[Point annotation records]

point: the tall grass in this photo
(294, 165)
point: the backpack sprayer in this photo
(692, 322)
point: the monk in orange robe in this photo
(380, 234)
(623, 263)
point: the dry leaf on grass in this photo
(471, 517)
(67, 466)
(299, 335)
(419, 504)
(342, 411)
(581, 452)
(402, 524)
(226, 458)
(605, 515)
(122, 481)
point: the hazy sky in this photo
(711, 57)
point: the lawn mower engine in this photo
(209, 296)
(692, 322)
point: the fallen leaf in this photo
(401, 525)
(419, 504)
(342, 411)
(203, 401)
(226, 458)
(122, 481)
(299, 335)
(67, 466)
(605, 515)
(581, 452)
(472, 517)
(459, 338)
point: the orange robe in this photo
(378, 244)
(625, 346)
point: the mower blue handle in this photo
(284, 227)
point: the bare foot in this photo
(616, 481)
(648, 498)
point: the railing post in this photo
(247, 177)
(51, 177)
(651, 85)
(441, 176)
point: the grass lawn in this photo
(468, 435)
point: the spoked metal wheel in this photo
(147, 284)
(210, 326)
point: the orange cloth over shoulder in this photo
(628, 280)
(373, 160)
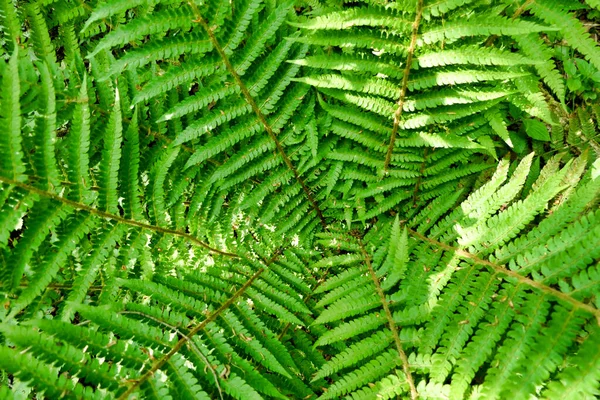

▶ Problem to work on
Rewrite every line of the entries above as a numbered list, skipping any blank lines and leaving out the pictures.

▶ Exercise output
1. point: the tall grass in this photo
2. (294, 165)
3. point: the backpack sprayer in this photo
4. (692, 322)
5. point: the monk in orange robe in this photo
6. (380, 234)
7. (623, 263)
8. point: the dry leaf on grass in this photo
9. (471, 517)
10. (67, 466)
11. (299, 335)
12. (419, 504)
13. (342, 411)
14. (581, 452)
15. (402, 524)
16. (226, 458)
17. (605, 515)
18. (122, 481)
19. point: the hazy sky in this photo
20. (711, 57)
21. point: the lawn mower engine in this photo
22. (209, 296)
23. (692, 322)
24. point: the fallen leaf in this photo
25. (401, 525)
26. (419, 504)
27. (342, 411)
28. (203, 401)
29. (226, 458)
30. (122, 481)
31. (299, 335)
32. (67, 466)
33. (605, 515)
34. (581, 452)
35. (472, 517)
36. (459, 338)
37. point: the orange robe in this photo
38. (378, 244)
39. (625, 346)
40. point: the mower blue handle in this photo
41. (284, 227)
42. point: the bare foot in this photo
43. (616, 481)
44. (648, 498)
45. point: the railing post in this photo
46. (247, 177)
47. (51, 177)
48. (651, 85)
49. (441, 176)
50. point: the grass lawn in this photo
51. (468, 435)
52. point: the spoked metal wheel in this photo
53. (147, 284)
54. (210, 326)
55. point: the orange cloth over shoulder in this photo
56. (628, 280)
57. (373, 160)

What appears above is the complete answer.